YOUR INSTRUCTIONS> Using the records below, quote only the span that opens with the line containing "Note to the class: find the red and" and closes with the line containing "Note to the class: find the road in", exactly and inclusively.

Dataset excerpts:
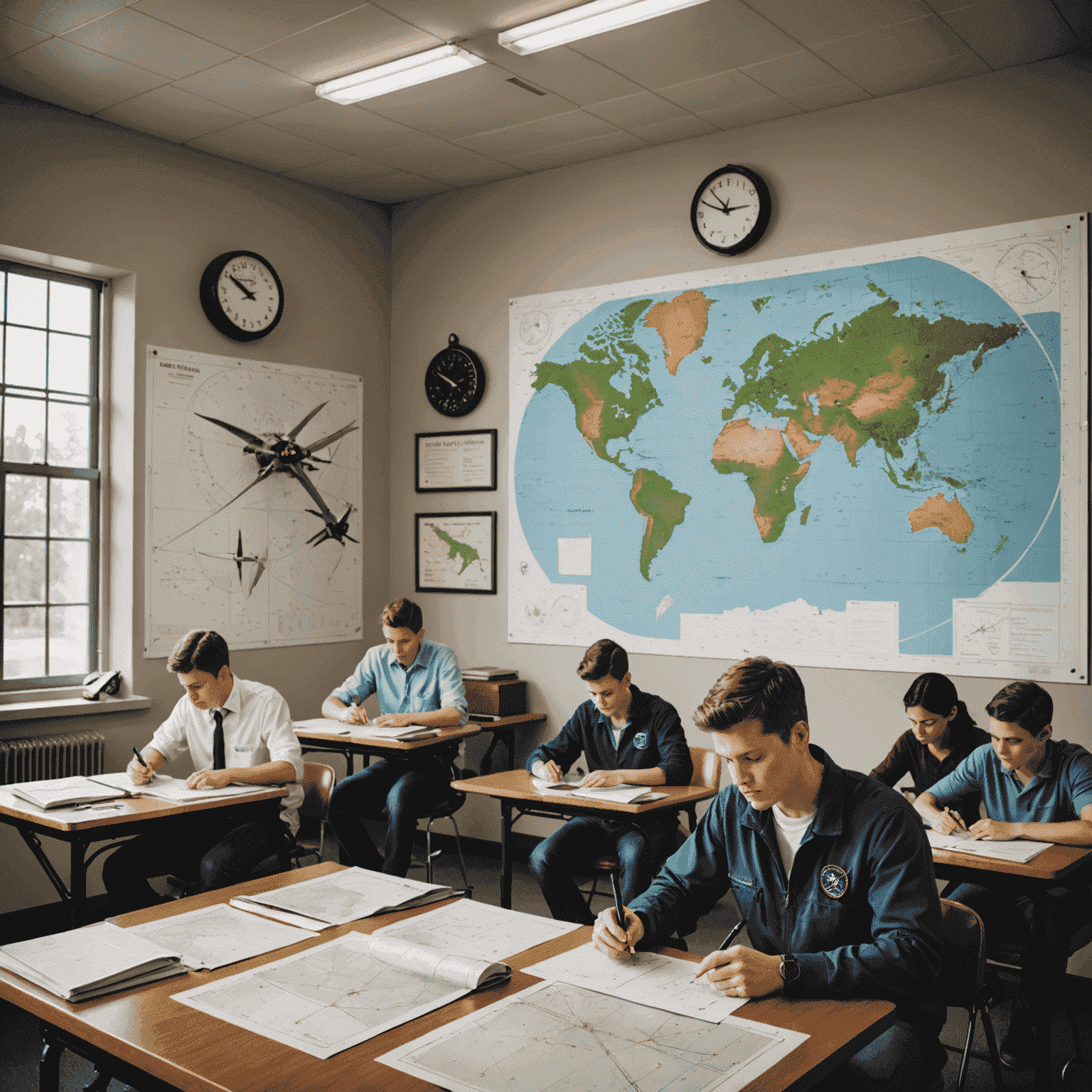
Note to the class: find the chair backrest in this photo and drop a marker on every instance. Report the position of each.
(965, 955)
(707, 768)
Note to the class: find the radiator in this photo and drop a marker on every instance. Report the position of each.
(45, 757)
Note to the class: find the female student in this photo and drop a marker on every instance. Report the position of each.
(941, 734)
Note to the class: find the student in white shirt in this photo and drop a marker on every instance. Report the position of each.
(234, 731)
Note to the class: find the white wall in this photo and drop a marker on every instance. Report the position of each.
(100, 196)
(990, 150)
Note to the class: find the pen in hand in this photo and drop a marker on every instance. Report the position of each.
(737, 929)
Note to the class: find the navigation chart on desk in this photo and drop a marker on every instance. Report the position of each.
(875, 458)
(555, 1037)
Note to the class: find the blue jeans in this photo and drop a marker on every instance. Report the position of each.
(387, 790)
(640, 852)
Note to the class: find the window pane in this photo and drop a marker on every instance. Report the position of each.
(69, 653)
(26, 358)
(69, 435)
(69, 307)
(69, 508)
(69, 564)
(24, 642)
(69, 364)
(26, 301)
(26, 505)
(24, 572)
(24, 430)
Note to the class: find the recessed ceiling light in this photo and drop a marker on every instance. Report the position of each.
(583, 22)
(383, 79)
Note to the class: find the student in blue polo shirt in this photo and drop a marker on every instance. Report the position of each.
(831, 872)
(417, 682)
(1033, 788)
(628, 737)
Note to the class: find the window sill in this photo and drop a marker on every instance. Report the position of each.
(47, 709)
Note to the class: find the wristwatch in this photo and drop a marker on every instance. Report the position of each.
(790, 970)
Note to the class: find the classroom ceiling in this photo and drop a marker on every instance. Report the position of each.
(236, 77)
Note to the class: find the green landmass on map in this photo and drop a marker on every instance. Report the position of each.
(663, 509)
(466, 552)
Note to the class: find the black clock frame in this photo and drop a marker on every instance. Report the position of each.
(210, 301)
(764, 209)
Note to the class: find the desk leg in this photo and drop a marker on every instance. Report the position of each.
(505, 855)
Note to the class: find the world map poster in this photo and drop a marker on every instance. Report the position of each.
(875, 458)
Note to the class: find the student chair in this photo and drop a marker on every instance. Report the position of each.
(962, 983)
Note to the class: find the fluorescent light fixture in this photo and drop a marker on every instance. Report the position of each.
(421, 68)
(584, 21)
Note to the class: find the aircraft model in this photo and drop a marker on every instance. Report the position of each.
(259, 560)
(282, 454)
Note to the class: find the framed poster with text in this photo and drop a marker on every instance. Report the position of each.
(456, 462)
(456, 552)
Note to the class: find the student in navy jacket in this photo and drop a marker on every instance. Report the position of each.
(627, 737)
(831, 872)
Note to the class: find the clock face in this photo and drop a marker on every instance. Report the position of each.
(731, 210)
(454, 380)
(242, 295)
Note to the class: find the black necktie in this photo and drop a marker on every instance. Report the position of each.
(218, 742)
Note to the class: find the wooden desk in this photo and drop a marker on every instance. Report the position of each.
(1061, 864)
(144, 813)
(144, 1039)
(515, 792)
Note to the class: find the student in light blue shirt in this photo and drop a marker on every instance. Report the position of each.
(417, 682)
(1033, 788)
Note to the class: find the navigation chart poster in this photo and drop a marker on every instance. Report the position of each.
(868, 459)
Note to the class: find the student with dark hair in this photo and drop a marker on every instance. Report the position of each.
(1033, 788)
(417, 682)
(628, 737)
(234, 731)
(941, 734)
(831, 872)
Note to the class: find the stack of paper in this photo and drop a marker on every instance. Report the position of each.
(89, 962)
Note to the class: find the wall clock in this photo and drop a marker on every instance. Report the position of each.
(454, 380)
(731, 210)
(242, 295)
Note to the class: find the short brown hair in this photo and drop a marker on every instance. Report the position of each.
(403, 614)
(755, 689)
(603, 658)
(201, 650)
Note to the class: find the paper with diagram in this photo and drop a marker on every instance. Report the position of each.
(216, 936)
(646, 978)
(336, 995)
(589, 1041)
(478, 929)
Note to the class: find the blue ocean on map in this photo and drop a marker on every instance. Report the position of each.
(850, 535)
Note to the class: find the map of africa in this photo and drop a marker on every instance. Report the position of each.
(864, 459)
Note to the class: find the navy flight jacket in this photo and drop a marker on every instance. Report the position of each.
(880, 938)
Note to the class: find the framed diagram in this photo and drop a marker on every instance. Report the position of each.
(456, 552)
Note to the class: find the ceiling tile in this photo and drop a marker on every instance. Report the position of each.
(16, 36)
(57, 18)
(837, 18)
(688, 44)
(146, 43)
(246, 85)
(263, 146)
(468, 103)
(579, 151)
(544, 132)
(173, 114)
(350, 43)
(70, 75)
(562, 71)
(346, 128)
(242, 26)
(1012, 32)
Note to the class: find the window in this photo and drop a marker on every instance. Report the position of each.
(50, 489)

--

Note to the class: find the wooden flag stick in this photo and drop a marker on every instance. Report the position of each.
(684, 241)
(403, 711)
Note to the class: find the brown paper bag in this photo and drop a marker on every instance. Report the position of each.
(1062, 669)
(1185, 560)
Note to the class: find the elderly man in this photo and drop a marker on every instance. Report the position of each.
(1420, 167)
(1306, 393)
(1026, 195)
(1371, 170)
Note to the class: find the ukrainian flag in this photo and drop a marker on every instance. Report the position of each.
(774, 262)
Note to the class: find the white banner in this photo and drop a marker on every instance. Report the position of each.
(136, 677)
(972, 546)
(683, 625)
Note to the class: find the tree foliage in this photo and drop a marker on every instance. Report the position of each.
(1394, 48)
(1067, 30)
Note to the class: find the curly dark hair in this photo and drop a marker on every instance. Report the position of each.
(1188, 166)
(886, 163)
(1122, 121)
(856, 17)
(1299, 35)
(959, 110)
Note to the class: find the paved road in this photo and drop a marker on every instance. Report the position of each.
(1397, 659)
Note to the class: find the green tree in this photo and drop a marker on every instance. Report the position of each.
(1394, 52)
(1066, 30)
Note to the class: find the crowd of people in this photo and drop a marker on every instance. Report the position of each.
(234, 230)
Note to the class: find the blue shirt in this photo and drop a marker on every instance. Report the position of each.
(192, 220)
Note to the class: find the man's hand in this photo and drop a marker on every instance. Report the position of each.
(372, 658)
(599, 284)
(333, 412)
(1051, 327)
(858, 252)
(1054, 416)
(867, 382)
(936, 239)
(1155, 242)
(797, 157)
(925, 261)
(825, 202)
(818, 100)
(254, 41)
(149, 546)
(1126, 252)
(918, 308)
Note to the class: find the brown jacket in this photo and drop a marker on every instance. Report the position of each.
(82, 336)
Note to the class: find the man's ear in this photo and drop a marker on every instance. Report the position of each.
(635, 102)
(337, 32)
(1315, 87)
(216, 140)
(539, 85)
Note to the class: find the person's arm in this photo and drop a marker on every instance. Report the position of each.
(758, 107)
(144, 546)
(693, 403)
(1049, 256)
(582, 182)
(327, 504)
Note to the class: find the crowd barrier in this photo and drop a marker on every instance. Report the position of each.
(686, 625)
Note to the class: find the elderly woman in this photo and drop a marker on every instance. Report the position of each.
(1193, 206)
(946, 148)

---

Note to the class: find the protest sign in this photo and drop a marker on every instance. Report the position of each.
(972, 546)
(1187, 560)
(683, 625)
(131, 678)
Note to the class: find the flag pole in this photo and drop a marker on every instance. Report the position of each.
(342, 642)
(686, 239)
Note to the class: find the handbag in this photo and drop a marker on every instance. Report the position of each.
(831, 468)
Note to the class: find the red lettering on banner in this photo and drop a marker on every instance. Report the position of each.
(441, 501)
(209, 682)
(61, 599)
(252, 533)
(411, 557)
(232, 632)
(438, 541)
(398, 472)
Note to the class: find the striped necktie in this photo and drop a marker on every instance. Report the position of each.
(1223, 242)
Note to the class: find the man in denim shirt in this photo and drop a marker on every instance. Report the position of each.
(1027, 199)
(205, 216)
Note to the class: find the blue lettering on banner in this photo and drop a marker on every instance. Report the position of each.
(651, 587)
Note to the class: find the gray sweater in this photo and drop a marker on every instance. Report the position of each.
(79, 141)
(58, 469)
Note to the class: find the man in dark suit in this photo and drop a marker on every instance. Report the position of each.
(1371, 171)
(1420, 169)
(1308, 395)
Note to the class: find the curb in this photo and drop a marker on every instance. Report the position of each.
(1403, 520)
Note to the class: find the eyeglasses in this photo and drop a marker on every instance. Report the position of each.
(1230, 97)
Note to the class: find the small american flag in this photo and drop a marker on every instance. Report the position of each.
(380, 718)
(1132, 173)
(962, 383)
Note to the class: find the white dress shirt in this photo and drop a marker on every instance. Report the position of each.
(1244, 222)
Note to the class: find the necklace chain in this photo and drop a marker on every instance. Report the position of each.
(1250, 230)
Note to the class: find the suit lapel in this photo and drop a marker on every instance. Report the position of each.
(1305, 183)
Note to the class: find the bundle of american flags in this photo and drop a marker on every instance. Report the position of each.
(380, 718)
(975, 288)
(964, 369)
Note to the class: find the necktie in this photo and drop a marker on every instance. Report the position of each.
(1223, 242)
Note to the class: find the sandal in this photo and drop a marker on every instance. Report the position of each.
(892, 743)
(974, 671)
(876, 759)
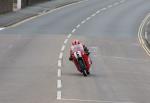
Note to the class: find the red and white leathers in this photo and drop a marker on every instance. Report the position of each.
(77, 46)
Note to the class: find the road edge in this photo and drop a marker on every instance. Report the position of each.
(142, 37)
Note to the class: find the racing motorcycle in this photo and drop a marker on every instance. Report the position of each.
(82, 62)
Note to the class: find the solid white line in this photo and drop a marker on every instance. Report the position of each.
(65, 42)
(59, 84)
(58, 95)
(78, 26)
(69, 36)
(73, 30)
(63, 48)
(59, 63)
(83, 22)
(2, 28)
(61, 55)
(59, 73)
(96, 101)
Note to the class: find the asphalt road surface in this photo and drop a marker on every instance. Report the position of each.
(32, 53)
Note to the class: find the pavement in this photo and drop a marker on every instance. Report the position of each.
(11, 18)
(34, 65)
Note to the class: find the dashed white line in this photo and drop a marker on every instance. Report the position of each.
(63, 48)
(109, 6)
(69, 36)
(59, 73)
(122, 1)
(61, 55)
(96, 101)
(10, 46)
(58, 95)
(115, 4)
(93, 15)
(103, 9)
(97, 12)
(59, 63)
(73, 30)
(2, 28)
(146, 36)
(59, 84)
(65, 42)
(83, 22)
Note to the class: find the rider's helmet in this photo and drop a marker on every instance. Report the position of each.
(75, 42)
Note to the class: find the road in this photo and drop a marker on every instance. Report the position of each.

SOLUTION BELOW>
Note to the class: find the red and white leathers in this photo and drop a marker on every instance. Report the position of each.
(77, 46)
Note to the class: find the road edge in this photo and drop a marker on every instance. Report the position of each.
(142, 37)
Note to the class: find the racing motorcycle in this photo and drop a marker on every instance. Report the position of each.
(82, 62)
Note to the class: find the solid white line in this photo and drop a marker on every instance. Report the position of each.
(65, 42)
(59, 84)
(58, 95)
(78, 26)
(69, 36)
(73, 30)
(63, 48)
(59, 63)
(83, 22)
(2, 28)
(61, 55)
(59, 73)
(96, 101)
Note to the class: find the asphalt road surface in this photo and drop a marker on every instance. Report the position of each.
(32, 53)
Note to the class: find the pavement in this photo and drop a marker on every instance. Report the position of each.
(11, 18)
(34, 65)
Note to the class: find the dashed white line in this photo and drop a marker on every instance. Report the position of each.
(63, 48)
(109, 6)
(69, 36)
(59, 73)
(122, 1)
(61, 55)
(96, 101)
(10, 46)
(58, 95)
(115, 4)
(93, 15)
(103, 9)
(97, 12)
(59, 63)
(73, 30)
(2, 28)
(146, 36)
(59, 84)
(65, 42)
(83, 22)
Note to the class: find the rider's helmet in this photo and drop a marker on every instance. Report the position of each.
(75, 42)
Note to the class: find the road in this photo and drop a marker on every instance. Report the position of each.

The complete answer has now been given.